Excerpt provided =>
Input and output files accompanying the Skygrid protocol paper 'Bayesian estimation of past population dynamics in BEAST 1.10 using the Skygrid coalescent model'
The folder 0.alignment contains the files for preparing the initial alignment of 200 Ebolavirus sequences from Sierra Leone:
- 200_unaligned.fasta: the 200 sequences as downloaded from GenBank
- 200_alignment_unclean.fasta: result of aligning the sequences using MAFFT
- 200_final.fasta: final alignment after cleaning, with the various cleaning steps discussed in Supplementary Materials
- KR105247.gb: example GenBank entry of the Ebolavirus sequence with accession number KR105247
The folder 1.tempest contains the following input files for generating a maximum-likelihood tree using IQ-TREE:
- 200_final.fasta: the multiple sequence alignment generated in the previous step
- partitions.nex: NEXUS file (without any genetic data) delimiting the various partitions within the alignment
All other files within the folder are output files generated by IQ-TREE, with the .treefile containing the maximum-likelihood (ML) phylogeny
The folder 2.treetime contains three subfolders with files corresponding to three different steps when generating a time-stamped ML phylogeny:
- 1.iqtree-196taxa: input files (196_final.fasta and partitions.nex) to generate the ML phylogeny of 196 Ebolavirus sequences using IQ-TREE, as well as the output files
- 2.treetime-inputfiles: input files to run TreeTime on the 196-taxa data set
- 3.treetime-outputfiles: output files from TreeTime
The folder 3.beauti contains two FASTA files with genetic data, after removing 4 sequences in the TempEst analysis:
- 196_CDS.fasta: multiple sequence alignment for the coding region
- 196_IG.fasta: multiple sequence alignment for the aggregated intergenic regions
These 2 files need to be imported into BEAUti in order to setup the various model components for the BEAST analysis.

Material supplied =>
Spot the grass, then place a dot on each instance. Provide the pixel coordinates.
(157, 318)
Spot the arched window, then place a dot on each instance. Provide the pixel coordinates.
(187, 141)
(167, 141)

Assignment =>
Please pick up the file guide for the Skygrid protocol paper after its last sentence and continue with the next part of it.

Answer space =>
The folder 4.beast contains the BEAST XML file that was generated using BEAUti.
Finally, the folder 5.tracer contains the output files of 2 independent BEAST analyses of the generated XML file:
- BEAST_100m_run.1.log: first replicate of the BEAST analysis, with starting seed 123
- BEAST_100m_run.2.log: second replicate of the BEAST analysis, with starting seed 456
These files need to be loaded into Tracer in order to assess convergence and proper mixing of the analyses, as well as determining burn-in. Note that we here do not provide the .trees files generated during the BEAST analysis, as these are not needed to reconstruct the past population dynamics using the Skygrid coalescent model.